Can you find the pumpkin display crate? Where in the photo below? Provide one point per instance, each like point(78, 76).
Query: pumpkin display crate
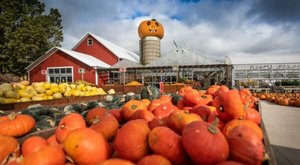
point(172, 132)
point(55, 102)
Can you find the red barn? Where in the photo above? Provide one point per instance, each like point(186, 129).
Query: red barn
point(81, 63)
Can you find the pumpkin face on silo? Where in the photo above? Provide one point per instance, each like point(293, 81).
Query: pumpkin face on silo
point(151, 28)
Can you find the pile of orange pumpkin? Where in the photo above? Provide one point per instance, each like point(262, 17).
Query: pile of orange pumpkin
point(217, 126)
point(285, 99)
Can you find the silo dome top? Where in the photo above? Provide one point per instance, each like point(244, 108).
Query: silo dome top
point(151, 28)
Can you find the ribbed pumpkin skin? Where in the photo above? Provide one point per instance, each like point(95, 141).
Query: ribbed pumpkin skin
point(116, 161)
point(131, 107)
point(177, 120)
point(154, 159)
point(232, 104)
point(203, 146)
point(150, 28)
point(150, 93)
point(235, 122)
point(253, 115)
point(131, 140)
point(164, 141)
point(107, 126)
point(94, 114)
point(20, 125)
point(8, 146)
point(32, 144)
point(245, 146)
point(67, 124)
point(143, 114)
point(48, 155)
point(86, 146)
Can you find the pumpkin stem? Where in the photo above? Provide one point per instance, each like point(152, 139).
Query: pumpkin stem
point(212, 128)
point(12, 116)
point(149, 91)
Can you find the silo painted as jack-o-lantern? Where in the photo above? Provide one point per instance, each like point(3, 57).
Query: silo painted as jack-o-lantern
point(150, 32)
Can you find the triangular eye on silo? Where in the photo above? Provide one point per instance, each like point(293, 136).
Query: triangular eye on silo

::::

◆ TASK GOAL: Copy out each line of the records above that includes "triangular".

◆ SOLUTION FOR THIS PROBLEM:
Can you find the triangular eye on silo? Where in the photo above? Provide one point per instance, each like point(293, 136).
Query: triangular eye on silo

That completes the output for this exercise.